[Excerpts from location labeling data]

:::

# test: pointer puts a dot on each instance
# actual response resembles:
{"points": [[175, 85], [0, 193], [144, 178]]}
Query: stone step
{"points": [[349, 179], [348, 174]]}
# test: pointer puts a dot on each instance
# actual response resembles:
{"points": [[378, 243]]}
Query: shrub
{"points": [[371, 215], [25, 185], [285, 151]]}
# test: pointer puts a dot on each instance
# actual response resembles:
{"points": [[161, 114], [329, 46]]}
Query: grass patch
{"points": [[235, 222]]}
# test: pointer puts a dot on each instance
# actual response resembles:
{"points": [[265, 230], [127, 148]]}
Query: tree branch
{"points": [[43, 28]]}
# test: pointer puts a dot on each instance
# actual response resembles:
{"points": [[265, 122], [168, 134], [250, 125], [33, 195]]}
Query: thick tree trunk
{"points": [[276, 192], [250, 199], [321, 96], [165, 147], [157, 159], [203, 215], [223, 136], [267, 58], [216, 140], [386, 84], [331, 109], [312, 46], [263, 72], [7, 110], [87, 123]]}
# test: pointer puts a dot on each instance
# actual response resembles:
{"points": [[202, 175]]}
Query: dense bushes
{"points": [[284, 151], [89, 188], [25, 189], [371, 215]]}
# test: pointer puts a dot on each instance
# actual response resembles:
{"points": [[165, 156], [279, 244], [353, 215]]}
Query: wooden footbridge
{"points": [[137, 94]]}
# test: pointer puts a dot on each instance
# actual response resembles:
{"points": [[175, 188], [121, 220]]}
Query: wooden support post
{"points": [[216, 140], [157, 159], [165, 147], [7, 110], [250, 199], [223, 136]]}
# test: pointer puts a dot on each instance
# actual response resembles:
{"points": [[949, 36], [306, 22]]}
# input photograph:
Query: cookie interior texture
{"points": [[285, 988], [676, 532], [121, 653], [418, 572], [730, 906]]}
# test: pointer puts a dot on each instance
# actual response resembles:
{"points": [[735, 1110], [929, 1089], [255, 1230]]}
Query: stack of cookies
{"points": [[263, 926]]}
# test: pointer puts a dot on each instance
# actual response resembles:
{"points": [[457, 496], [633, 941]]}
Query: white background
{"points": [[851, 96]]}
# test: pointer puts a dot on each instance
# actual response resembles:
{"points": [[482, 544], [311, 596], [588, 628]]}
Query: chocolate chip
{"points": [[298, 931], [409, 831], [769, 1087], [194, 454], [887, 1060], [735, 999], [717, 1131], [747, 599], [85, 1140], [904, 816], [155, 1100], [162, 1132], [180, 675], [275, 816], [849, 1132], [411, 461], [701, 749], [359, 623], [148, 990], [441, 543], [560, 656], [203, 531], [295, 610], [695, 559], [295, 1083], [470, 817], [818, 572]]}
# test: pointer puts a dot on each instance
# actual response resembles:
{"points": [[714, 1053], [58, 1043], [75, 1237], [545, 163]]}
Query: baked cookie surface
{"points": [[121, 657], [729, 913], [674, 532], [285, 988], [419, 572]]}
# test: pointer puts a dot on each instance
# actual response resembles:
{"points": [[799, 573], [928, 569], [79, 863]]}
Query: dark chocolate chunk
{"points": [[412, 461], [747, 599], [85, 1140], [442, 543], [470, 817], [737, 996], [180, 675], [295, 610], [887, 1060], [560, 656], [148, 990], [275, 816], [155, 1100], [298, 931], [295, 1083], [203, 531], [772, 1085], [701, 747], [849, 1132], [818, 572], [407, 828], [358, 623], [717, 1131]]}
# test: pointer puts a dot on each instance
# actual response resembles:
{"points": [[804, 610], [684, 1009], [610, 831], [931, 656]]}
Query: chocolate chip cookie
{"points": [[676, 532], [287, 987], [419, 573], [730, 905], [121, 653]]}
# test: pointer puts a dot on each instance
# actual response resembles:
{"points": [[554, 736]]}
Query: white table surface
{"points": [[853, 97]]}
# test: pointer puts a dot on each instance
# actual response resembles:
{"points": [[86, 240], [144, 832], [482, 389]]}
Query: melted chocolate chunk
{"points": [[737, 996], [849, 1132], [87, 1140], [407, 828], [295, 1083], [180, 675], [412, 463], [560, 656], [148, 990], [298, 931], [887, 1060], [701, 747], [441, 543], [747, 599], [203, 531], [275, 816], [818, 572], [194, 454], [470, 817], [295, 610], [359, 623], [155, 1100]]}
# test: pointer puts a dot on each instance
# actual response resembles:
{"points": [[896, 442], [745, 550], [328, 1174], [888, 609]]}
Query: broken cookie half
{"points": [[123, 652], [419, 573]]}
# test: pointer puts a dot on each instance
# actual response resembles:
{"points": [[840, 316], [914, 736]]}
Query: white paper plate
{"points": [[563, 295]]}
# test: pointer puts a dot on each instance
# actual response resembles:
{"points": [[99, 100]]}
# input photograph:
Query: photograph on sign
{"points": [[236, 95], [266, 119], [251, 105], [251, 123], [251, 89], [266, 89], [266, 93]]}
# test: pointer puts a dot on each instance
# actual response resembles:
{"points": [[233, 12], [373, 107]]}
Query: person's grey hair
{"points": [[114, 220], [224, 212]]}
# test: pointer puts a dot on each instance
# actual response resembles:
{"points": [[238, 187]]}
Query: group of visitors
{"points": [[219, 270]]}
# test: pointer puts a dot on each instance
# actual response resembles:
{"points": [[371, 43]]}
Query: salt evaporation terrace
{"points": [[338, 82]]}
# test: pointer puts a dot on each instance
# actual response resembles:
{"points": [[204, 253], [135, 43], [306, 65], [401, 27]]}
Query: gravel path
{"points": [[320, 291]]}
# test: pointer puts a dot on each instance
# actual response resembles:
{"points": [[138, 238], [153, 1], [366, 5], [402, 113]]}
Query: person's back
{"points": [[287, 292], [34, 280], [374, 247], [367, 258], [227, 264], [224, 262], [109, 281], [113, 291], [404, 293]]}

:::

• [Written problem] Find every line in the entries above that contains the word "chocolate", treating uppercase and lowercase as different, and copy each of those lines.

• [Written solution]
Query: chocolate chip
Query: dark chocolate chunk
Query: chocolate chip cookie
Query: melted chocolate chunk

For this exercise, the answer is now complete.